*** Exercise material ***

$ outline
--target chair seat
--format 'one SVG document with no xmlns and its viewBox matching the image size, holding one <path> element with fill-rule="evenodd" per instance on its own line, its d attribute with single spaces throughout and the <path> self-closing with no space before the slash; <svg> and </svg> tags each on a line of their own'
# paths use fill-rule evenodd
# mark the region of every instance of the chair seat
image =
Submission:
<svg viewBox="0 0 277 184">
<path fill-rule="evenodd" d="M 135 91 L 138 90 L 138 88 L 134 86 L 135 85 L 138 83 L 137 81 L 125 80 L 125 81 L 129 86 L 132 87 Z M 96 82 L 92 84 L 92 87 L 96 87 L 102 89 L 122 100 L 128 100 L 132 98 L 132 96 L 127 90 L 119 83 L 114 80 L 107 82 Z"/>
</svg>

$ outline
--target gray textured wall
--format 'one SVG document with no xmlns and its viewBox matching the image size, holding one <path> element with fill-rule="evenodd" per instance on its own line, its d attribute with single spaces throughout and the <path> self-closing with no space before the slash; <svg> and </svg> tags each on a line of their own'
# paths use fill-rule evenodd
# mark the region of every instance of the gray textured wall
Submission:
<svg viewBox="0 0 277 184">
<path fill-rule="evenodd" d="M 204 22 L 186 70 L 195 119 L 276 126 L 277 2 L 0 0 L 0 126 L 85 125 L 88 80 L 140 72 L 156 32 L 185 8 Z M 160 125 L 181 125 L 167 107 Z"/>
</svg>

***

Aim:
Filter the data above and copy every line that contains the word "seat", treating case as significant.

Complete response:
--target chair seat
# mark the region of every instance of the chair seat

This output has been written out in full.